Data under study below:

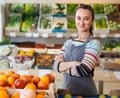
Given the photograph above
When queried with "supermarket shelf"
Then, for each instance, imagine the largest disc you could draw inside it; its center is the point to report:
(69, 33)
(64, 1)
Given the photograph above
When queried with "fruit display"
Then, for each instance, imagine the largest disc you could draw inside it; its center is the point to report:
(71, 8)
(101, 23)
(71, 24)
(59, 24)
(28, 22)
(14, 85)
(31, 9)
(45, 22)
(45, 9)
(14, 22)
(24, 59)
(44, 60)
(98, 8)
(111, 9)
(59, 9)
(16, 8)
(114, 25)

End of Data under study.

**Task item:**
Give an exact copy of the data, and omit any pictures it holds.

**Answer to the problem:**
Given the photograph above
When queried with "supermarket shelf"
Then, for each instance, imagine the largest disc you could draw inside it; its center is the point to report:
(69, 33)
(64, 1)
Given the photograph above
When queried with "fruit display"
Then, for each instance, imagine the largest disc you could draw inside it; its center is the point to report:
(71, 8)
(101, 23)
(71, 24)
(59, 24)
(28, 22)
(14, 85)
(31, 9)
(45, 22)
(45, 9)
(14, 22)
(24, 59)
(44, 60)
(98, 8)
(111, 9)
(59, 9)
(16, 8)
(114, 25)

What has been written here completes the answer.